● GOAL: Reproduce each of the following lines verbatim, preserving their order and wording without alteration.
=====
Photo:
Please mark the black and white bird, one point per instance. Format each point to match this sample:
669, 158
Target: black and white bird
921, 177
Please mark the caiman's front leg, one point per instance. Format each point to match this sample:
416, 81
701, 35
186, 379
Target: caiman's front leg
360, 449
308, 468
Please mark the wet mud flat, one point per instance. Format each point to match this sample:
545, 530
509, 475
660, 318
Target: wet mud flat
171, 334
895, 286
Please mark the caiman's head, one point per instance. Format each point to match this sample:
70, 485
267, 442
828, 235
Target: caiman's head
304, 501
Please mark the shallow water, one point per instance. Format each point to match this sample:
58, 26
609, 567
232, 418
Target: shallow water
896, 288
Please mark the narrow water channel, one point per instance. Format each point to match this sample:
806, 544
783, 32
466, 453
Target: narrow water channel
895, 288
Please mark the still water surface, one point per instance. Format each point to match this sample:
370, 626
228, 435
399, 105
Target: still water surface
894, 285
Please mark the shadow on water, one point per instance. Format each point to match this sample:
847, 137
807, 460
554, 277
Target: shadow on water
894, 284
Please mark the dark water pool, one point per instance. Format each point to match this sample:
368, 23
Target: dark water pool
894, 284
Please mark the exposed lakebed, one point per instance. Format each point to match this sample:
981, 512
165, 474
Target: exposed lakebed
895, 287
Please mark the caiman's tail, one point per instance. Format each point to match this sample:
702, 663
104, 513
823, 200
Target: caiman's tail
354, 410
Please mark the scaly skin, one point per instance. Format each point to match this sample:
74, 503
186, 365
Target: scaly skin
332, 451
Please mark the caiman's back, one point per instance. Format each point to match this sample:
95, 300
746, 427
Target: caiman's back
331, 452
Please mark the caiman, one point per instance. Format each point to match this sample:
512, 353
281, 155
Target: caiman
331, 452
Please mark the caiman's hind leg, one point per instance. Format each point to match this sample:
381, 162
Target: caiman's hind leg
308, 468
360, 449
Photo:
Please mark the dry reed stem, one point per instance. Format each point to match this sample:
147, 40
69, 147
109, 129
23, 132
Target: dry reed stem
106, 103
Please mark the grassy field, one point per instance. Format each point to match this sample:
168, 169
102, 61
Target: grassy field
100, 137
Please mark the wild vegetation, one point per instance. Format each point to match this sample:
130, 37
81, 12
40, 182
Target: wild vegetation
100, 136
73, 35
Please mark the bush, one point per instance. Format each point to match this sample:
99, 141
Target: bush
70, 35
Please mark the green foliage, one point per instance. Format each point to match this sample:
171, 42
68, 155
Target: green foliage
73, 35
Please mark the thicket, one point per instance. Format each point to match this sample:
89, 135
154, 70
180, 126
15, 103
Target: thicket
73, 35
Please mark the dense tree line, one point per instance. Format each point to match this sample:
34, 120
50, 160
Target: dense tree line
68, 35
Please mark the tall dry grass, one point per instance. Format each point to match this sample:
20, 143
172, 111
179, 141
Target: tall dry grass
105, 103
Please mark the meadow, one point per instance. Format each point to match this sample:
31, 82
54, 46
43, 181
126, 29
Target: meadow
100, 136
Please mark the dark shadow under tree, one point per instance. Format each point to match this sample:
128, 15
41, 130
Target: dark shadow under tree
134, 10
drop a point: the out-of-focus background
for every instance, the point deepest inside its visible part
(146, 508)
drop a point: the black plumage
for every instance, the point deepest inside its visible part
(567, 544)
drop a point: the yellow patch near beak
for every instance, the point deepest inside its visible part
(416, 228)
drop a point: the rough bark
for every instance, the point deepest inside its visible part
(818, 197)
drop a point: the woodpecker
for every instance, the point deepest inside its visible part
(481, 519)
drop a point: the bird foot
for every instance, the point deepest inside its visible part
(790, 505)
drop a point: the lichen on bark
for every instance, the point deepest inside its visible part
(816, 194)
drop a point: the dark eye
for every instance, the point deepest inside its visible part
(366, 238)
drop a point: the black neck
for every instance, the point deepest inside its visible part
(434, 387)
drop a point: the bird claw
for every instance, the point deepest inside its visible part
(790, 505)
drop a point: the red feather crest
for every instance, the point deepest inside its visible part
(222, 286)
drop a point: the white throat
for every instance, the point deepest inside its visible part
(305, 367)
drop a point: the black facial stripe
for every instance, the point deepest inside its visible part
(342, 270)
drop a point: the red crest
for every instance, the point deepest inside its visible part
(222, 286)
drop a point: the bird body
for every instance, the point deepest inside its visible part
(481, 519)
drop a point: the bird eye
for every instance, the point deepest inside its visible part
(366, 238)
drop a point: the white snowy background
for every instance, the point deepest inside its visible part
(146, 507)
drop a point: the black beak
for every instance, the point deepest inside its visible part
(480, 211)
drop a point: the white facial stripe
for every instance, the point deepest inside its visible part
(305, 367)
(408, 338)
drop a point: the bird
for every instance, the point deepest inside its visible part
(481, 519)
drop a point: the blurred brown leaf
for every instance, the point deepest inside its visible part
=====
● THE ANSWER:
Photo:
Please mark the black and white bird, one point per instance. Format each point to match this sample:
669, 158
Target: black and white bird
921, 177
Please mark the caiman's front leg, one point per instance. Format each point to match this sample:
416, 81
701, 35
186, 379
Target: caiman's front leg
360, 449
308, 468
Please mark the wet mud flat, one point per instance. Format each point to match this sample:
545, 530
509, 475
660, 318
Target: wet mud flat
171, 334
895, 286
Please mark the caiman's head, one point per instance. Format each point to match this sample:
70, 485
267, 442
828, 235
Target: caiman's head
304, 501
Please mark the shallow water, one point per instance. Format each point to match this sample:
58, 26
609, 567
232, 418
Target: shallow water
896, 288
Please mark the narrow water channel, one point per instance. Format each point to match this sample:
806, 544
783, 32
466, 453
Target: narrow water channel
895, 288
Please mark the still water surface, one point per instance. Format each point to match this sample:
370, 626
228, 435
399, 105
Target: still water surface
894, 285
Please mark the shadow on water, one point per instance. Format each point to match this sample:
847, 137
807, 460
554, 277
Target: shadow on water
894, 284
Please mark the dark water pool, one point per instance. Format each point to match this sample:
368, 23
Target: dark water pool
894, 284
Please mark the exposed lakebed, one point per instance. Format each point to match this sample:
981, 512
165, 474
Target: exposed lakebed
895, 287
Please mark the caiman's tail, one point per instance. Format each point to match this sample:
702, 663
104, 513
823, 200
Target: caiman's tail
354, 410
Please mark the scaly skin, one point per instance. Format each point to match this sample:
74, 503
186, 365
Target: scaly skin
332, 451
Please mark the caiman's back, one point per instance. Format each point to match this sample:
95, 300
746, 427
Target: caiman's back
331, 452
Please mark the caiman, one point per instance. Format each point to match this sample:
512, 353
281, 155
Target: caiman
331, 452
Please mark the caiman's hind leg, one point per instance. Format each point to match this sample:
381, 162
Target: caiman's hind leg
308, 468
360, 449
Photo:
Please mark the dry reed stem, one point per instance. Format each point to match this sample:
147, 40
69, 147
109, 129
23, 132
Target: dry reed stem
106, 103
Please mark the grassy field, one point per instance. Format each point to match this sample:
168, 169
102, 61
Target: grassy field
100, 137
Please mark the wild vegetation, one point per instance. Format each point to match this sample:
130, 37
81, 12
40, 182
Target: wild vegetation
100, 136
73, 35
Please mark the bush, one point per instance. Format each point to match this sample:
99, 141
Target: bush
70, 35
Please mark the green foliage, one point per instance. Format each point to match this sample:
171, 42
68, 155
Target: green foliage
73, 35
Please mark the thicket, one point per instance. Format each point to match this sample:
89, 135
154, 70
180, 126
15, 103
Target: thicket
73, 35
Please mark the dense tree line, one point per instance. Format each point to match this sample:
34, 120
50, 160
Target: dense tree line
68, 35
Please mark the tall dry grass, one point per instance. Format each point to match this sample:
20, 143
172, 111
179, 141
Target: tall dry grass
105, 103
Please mark the meadow, one point per instance. Format each point to match this sample:
31, 82
54, 46
43, 181
126, 29
Target: meadow
100, 136
Please mark the dark shadow under tree, one point per instance. Format each point to match this sample:
128, 15
41, 130
Target: dark shadow under tree
134, 10
drop a point: the out-of-focus background
for every instance, the point deepest inside its visible part
(146, 508)
drop a point: the black plumage
for every instance, the point deepest inside its visible part
(567, 544)
drop a point: the yellow patch near beak
for every instance, the point deepest inside its visible part
(416, 228)
drop a point: the rough bark
for every instance, the point deepest inside its visible part
(818, 197)
drop a point: the woodpecker
for every instance, the point deepest inside its visible part
(481, 519)
drop a point: the bird foot
for every instance, the point deepest inside its visible part
(790, 505)
drop a point: the lichen on bark
for every instance, the point deepest inside its visible part
(816, 194)
drop a point: the dark eye
for every instance, the point deepest inside its visible part
(366, 238)
drop a point: the black neck
for every instance, the point deepest inside its visible part
(434, 387)
drop a point: the bird claw
for every instance, the point deepest inside its visible part
(790, 505)
drop a point: the red feather crest
for every instance, the point deepest inside its visible part
(222, 286)
drop a point: the white throat
for every instance, the point deepest inside its visible part
(305, 367)
drop a point: the black facial stripe
for every instance, the point deepest inside its visible part
(342, 270)
drop a point: the red crest
for every instance, the point deepest inside its visible part
(222, 286)
drop a point: the bird body
for every instance, the point deepest inside its visible part
(481, 519)
drop a point: the bird eye
for every instance, the point deepest inside its visible part
(366, 238)
drop a point: the white snowy background
for every instance, the point deepest inside its visible part
(146, 507)
drop a point: the black beak
for every instance, the point deepest inside its visible part
(480, 211)
drop a point: the white facial stripe
for every instance, the point deepest inside its visible part
(305, 367)
(408, 338)
drop a point: the bird
for every instance, the point deepest inside its visible part
(481, 519)
drop a point: the blurred brown leaf
for every instance, the point deepest inside its visible part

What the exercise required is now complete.